▸ TASK PROMPT:
Set the material down again exactly, line by line, skipping each picture.
- - -
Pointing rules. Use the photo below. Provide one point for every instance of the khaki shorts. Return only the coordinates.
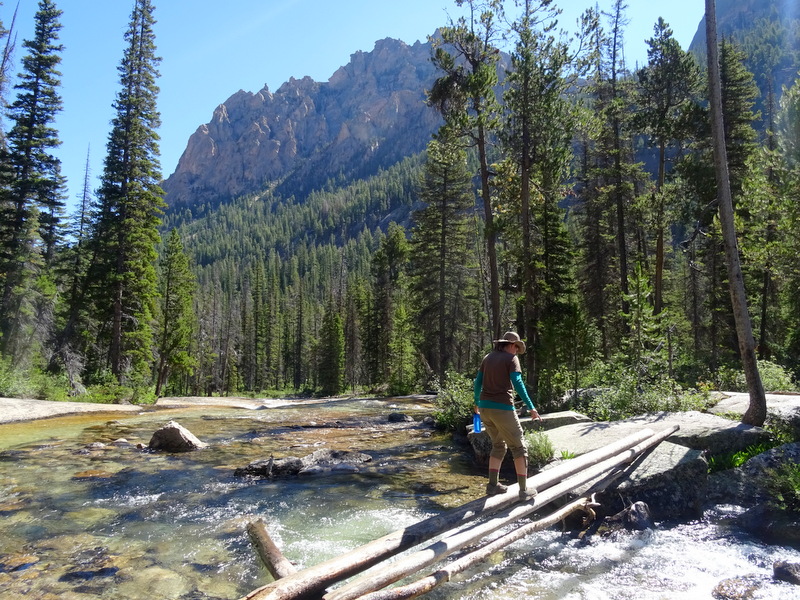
(505, 432)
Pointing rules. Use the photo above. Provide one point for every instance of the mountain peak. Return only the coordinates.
(370, 114)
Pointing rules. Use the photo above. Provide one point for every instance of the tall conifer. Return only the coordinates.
(128, 212)
(33, 200)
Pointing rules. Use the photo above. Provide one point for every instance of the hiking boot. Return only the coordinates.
(492, 489)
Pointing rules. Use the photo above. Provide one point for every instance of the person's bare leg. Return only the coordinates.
(521, 467)
(494, 486)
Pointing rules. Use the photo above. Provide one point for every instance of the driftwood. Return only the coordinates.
(270, 554)
(443, 575)
(314, 580)
(459, 538)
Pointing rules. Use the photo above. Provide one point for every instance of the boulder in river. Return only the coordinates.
(323, 460)
(174, 437)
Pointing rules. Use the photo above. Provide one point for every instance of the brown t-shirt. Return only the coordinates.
(497, 367)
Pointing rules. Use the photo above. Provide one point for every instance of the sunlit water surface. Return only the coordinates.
(86, 516)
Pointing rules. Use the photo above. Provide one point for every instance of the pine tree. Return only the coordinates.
(331, 356)
(465, 96)
(388, 269)
(612, 181)
(537, 134)
(33, 202)
(441, 278)
(125, 228)
(668, 84)
(176, 315)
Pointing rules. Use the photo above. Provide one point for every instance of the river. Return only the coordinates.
(85, 514)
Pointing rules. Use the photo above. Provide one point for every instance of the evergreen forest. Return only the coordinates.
(568, 196)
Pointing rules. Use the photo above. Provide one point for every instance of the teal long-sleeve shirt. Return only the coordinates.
(519, 387)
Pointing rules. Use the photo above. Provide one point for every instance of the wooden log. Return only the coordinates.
(316, 578)
(277, 564)
(443, 575)
(461, 537)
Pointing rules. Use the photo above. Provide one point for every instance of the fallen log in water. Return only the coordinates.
(315, 579)
(458, 538)
(443, 575)
(270, 554)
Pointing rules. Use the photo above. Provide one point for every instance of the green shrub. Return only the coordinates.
(736, 459)
(31, 383)
(540, 448)
(13, 383)
(773, 377)
(783, 485)
(625, 395)
(454, 402)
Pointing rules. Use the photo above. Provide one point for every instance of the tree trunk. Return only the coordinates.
(491, 236)
(757, 411)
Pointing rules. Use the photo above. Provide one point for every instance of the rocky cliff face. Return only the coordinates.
(370, 114)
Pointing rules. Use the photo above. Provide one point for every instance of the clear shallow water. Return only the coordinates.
(83, 520)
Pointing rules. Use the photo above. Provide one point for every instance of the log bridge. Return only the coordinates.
(370, 571)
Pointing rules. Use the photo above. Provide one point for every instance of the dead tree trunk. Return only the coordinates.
(756, 413)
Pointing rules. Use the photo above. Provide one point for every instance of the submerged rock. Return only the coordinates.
(173, 437)
(320, 461)
(786, 571)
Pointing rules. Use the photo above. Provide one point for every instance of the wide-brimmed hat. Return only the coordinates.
(512, 337)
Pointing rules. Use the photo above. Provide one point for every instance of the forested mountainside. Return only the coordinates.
(768, 32)
(319, 239)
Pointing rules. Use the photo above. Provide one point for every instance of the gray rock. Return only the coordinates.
(771, 525)
(400, 418)
(320, 461)
(370, 113)
(786, 571)
(746, 485)
(173, 437)
(783, 410)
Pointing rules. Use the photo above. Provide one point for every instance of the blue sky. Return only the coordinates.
(211, 49)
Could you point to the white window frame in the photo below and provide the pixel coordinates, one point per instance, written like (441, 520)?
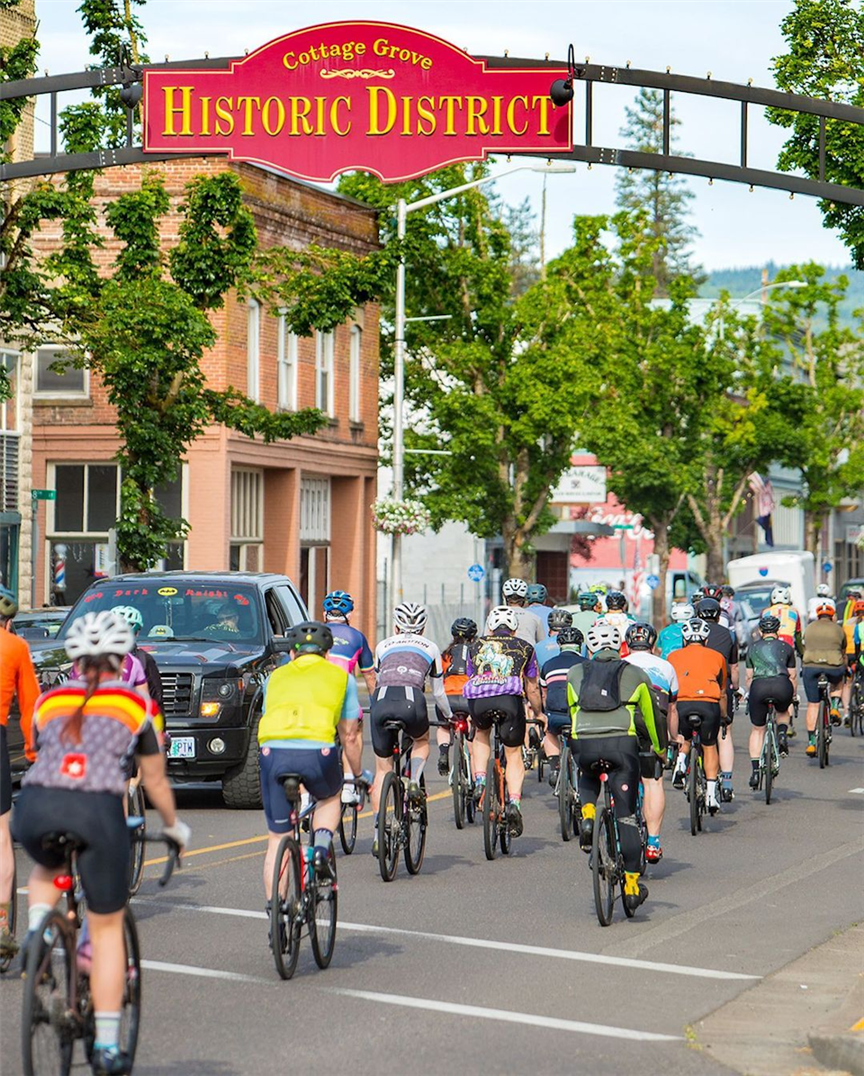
- - -
▸ SOLUTION:
Pointing rules. Use the photo below. Provide one point for every instance of the khaki shorts. Return only the coordinates.
(505, 432)
Pointing rules. Use the photo above. Provide one point for every instance of the mountain peak. Return only the coordinates.
(370, 114)
Pointing rules. Use the photo above. Provide one point for every instance of the tall conifer. Return only the coordinates.
(128, 212)
(33, 200)
Pointing rules. Use the photo above. Provide one point for every instance of the hiking boot. Return only the coordinates.
(492, 489)
Pointing rules. Use the photo above. Provide one point for every instance of the person's bare leg. Return only the coordinates.
(521, 467)
(494, 486)
Pointing rules. Use the photo above. Provide one point for every instance of the driftwood. Return only the coordinates.
(270, 554)
(443, 575)
(314, 580)
(459, 538)
Pointing rules. Use the photo above. Provide one point for every instance of the boulder in river. Return only the coordinates.
(323, 460)
(174, 437)
Pointing rules. Use the photo above. Provide one point for every instance of the brown t-shirt. Return only the coordinates.
(497, 367)
Pointing rules. Use the photo above. Provide one point for every instance of the sunlit water surface. Return only the coordinates.
(86, 516)
Pointing rules. Use the photo above. Provide one point for every instance of the pine tree. Return only the coordinates.
(331, 356)
(465, 96)
(388, 269)
(612, 181)
(537, 134)
(33, 202)
(441, 278)
(125, 228)
(668, 84)
(176, 315)
Pointing rules. Use the photo above. Provide one point for every instance of the river. Return only the coordinates.
(85, 514)
Pointing rules. Use the photo above. Provide one point for every instance of the evergreen forest. Return only the coordinates.
(568, 196)
Pointing rules. Use the photo above. Provide one point for every instance of the teal long-sleeve shirt. Return only the coordinates.
(519, 387)
Pointing rules. Use the photo above. Provide one point for every instance of the wooden log. Return only the coordinates.
(316, 578)
(277, 564)
(443, 575)
(461, 537)
Pointing rules. Use the photo above. Provide one point for every instance of the fallen log in water. Return only the coordinates.
(315, 579)
(458, 538)
(443, 575)
(270, 554)
Pointing rules. Use the photo above. Provide one point for every instance of the green shrub. Return only the coordinates.
(736, 459)
(31, 383)
(540, 448)
(13, 383)
(773, 377)
(783, 485)
(625, 395)
(454, 402)
Pointing rules. Use the photo above. Provide one point for every instance of the tree trunk. Return only the coordinates.
(491, 236)
(757, 411)
Pointing rules. Use the photo above. Provide one point for every instance of the rocky cliff face. Return only the coordinates.
(370, 114)
Pointing rules. Use the photo above. Provide one point for every instance of the clear shallow water. Return only the coordinates.
(83, 520)
Pointing rules. Use the photo above. Provide one point for every instance of the log bridge. Return only the coordinates.
(370, 571)
Pointing rules. Use the photo above. Provide one point for every instance of the dead tree trunk. Return only the coordinates.
(756, 413)
Pointing rules. Use the photo above. Provide one point for every instance of the submerged rock. Return only the coordinates.
(173, 437)
(320, 461)
(786, 571)
Pointing rules. Use the photo above. Provide one point for every instance of the wide-brimmed hat. Return only the coordinates.
(512, 337)
Pointing rules. Use the photo above. Provide one point for every instance of the forested mountainside. Return only the coordinates.
(768, 32)
(319, 239)
Pointing rules. Use the photo above. Provide one point for every instance of the gray rock. Return only the coordinates.
(771, 525)
(400, 418)
(320, 461)
(370, 113)
(786, 571)
(746, 485)
(173, 437)
(783, 410)
Pointing rules. Use the photo above. Provide one point for every instance of the blue sky. Return only the coordinates.
(211, 49)
Could you point to the white window frame in the photo below and provide the pixel coordinates, one point per instance, written like (441, 520)?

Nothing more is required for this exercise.